• **The task**
Set down, unchanged, the part that opens with the line containing "instance, sample <point>316,337</point>." and closes with the line containing "<point>36,363</point>", including both of those lines.
>> Begin Stored data
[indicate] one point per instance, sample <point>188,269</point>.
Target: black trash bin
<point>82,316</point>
>> End Stored data
>> Begin Stored data
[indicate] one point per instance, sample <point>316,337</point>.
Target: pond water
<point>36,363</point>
>> End Stored data
• **Completed task**
[indicate] one point per instance, sample <point>316,337</point>.
Target: pond water
<point>36,363</point>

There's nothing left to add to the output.